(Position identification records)

▬▬▬▬▬▬

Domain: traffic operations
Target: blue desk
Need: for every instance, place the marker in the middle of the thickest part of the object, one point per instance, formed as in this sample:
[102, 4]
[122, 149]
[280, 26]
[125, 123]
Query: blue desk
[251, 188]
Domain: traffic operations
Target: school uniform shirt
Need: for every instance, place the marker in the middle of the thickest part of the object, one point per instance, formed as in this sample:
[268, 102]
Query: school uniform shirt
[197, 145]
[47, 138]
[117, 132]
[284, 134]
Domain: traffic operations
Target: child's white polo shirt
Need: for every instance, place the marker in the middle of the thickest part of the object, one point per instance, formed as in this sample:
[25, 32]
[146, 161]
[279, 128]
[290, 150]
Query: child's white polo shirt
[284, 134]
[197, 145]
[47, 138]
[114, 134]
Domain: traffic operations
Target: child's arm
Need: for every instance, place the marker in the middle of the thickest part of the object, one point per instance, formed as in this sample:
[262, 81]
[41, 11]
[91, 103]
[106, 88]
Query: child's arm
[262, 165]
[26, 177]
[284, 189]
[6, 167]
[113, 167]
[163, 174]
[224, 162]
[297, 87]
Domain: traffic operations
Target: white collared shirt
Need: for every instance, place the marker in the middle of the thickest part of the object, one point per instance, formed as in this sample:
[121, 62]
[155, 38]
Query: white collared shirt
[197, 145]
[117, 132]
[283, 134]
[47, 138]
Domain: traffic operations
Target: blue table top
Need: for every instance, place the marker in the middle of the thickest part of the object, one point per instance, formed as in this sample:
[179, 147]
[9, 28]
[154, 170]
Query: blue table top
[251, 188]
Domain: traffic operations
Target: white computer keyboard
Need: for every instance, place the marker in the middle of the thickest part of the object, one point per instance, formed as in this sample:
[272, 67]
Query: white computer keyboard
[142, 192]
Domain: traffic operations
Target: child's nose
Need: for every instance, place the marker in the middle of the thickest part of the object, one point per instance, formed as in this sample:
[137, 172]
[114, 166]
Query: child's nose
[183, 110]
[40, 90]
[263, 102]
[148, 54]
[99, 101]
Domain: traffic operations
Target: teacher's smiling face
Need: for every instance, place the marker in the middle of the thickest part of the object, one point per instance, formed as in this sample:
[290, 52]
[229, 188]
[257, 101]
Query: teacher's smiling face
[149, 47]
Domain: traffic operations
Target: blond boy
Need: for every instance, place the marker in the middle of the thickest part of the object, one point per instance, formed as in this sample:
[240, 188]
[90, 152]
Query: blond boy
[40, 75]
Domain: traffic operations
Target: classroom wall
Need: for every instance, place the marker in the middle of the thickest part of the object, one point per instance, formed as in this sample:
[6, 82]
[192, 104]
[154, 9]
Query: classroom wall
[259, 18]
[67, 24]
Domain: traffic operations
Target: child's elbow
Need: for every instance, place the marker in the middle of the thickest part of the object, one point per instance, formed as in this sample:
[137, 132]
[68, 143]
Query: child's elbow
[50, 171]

▬▬▬▬▬▬

▸ CHALLENGE:
Transcribe the entire listing above precisely.

▸ WRITTEN ANSWER:
Domain: traffic operations
Target: blue desk
Need: for every instance, place the marker in the middle of the thickest part of the object, one point per instance, formed as in this sample:
[102, 4]
[122, 149]
[280, 26]
[125, 123]
Query: blue desk
[251, 188]
Domain: traffic operations
Target: school uniform shirt
Need: for every instance, place the marker in the middle of the thickest part of the object, one point per instance, formed as in this sample:
[268, 102]
Query: school uniform shirt
[197, 145]
[47, 138]
[117, 132]
[284, 134]
Domain: traffic operations
Target: child's white polo shirt
Need: for every instance, place the marker in the middle of the thickest part of the object, one point per instance, formed as in this sample:
[25, 32]
[146, 161]
[279, 128]
[290, 150]
Query: child's white polo shirt
[284, 134]
[197, 145]
[47, 138]
[114, 134]
Domain: traffic operations
Target: child's arm
Need: for every instance, place the marker in the middle of the thickest part of the object, one point per instance, formed as in this sample:
[262, 81]
[41, 11]
[91, 103]
[106, 88]
Query: child's arm
[262, 165]
[26, 177]
[284, 189]
[6, 167]
[113, 167]
[163, 174]
[224, 162]
[297, 87]
Domain: traffic operations
Target: white collared shirt
Need: for every instance, place the marker in the middle of the thickest part of the object, one point per instance, formed as in this sample:
[121, 62]
[155, 38]
Query: white collared shirt
[197, 145]
[117, 132]
[283, 134]
[47, 138]
Domain: traffic operations
Target: blue table top
Need: for every instance, place the marker in the middle of the thickest part of the object, one point per instance, formed as in this sample:
[179, 147]
[9, 28]
[154, 170]
Query: blue table top
[251, 188]
Domain: traffic operations
Target: white computer keyboard
Need: for every instance, place the marker in the middle of the thickest part of the object, one point per instance, formed as in this sample:
[272, 67]
Query: white computer keyboard
[142, 192]
Domain: traffic operations
Target: child's nose
Need: for every instance, place the marker in the middle of the thickest part of the object, one point per instance, formed as in this sample:
[137, 172]
[114, 166]
Query: child's nose
[183, 110]
[40, 90]
[263, 102]
[148, 54]
[99, 101]
Domain: traffic operations
Target: teacher's smiling face
Need: for every instance, place the marker in the middle of the thickest part of the object, one point per instance, formed as in this sample:
[290, 52]
[229, 188]
[257, 101]
Query: teacher's smiling face
[149, 47]
Domain: traffic operations
Target: blond boy
Need: for every instance, place the marker in the middle of the thickest part of the object, one point per instance, formed as in this sample:
[240, 188]
[90, 152]
Query: blond boy
[40, 75]
Domain: traffic operations
Target: classroom wall
Need: for every instance, place the marker in the middle of the thickest part of the object, one point per instance, formed as in this sample:
[6, 82]
[192, 104]
[154, 9]
Query: classroom wall
[259, 18]
[67, 24]
Domain: traffic operations
Target: child's elbow
Need: for every instance, place the marker in the middle of the thickest part of the object, one point per instance, formed as in this sample:
[137, 132]
[68, 143]
Query: child's elbow
[50, 171]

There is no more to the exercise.